◆ Activity:
Answer these questions from the announcement of the talk below:
(a) In which building will the talk take place?
(b) Which organization sponsors the event?
(c) What is Jan Steinbauer's position?

Author Lisa Guernsey will discuss how electronic media affects young children and how to responsibly incorporate technology into a child’s life in a free public talk today, Oct. 23, at 7 p.m. at the University of Vermont’s Dudley H. Davis Center.  Her one-hour presentation followed by Q&A is free and open to the public. Ms. Guernsey’s book, “Screen Time: How Electronic Media – From Baby Videos to Educational Software – Affects Your Young Child,” will be available for purchase and signing. The event is sponsored by Vermont Humanities Council and held in collaboration with the annual conference of the Vermont Association for the Education of Young Children (VAEYC).

N1501P14012KGeared for parents, childcare providers, early educators and college students, Guernsey’s talk will focus on issues related to screen time in early childhood, and provide guidelines on incorporating technology into a child’s life.

“We promote early literacy and sharing books with young children – and we recognize that screens are here to stay,” said Jan Steinbauer, VHC’s Director of Literacy Programs. “Lisa Guernsey does a wonderful job of presenting the latest research on this issue in everyday language. She advocates for a common sense approach that takes into account the needs of the individual child. We are thrilled to bring Lisa to Vermont and help shine a light on this important and timely issue.”

◆ Recorded information:
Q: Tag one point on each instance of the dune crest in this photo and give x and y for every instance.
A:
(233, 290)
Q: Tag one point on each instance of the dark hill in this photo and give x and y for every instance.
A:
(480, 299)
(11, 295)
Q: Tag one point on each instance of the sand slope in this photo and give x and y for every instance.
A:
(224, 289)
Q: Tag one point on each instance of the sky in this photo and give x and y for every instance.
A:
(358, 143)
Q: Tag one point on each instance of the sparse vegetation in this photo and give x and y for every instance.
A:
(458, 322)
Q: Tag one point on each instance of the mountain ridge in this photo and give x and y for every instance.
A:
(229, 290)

◆ Your solution:
(a) The University of Vermont's Dudley H. Davis Center.
(b) The Vermont Humanities Council.
(c) VHC's Director of Literacy Programs.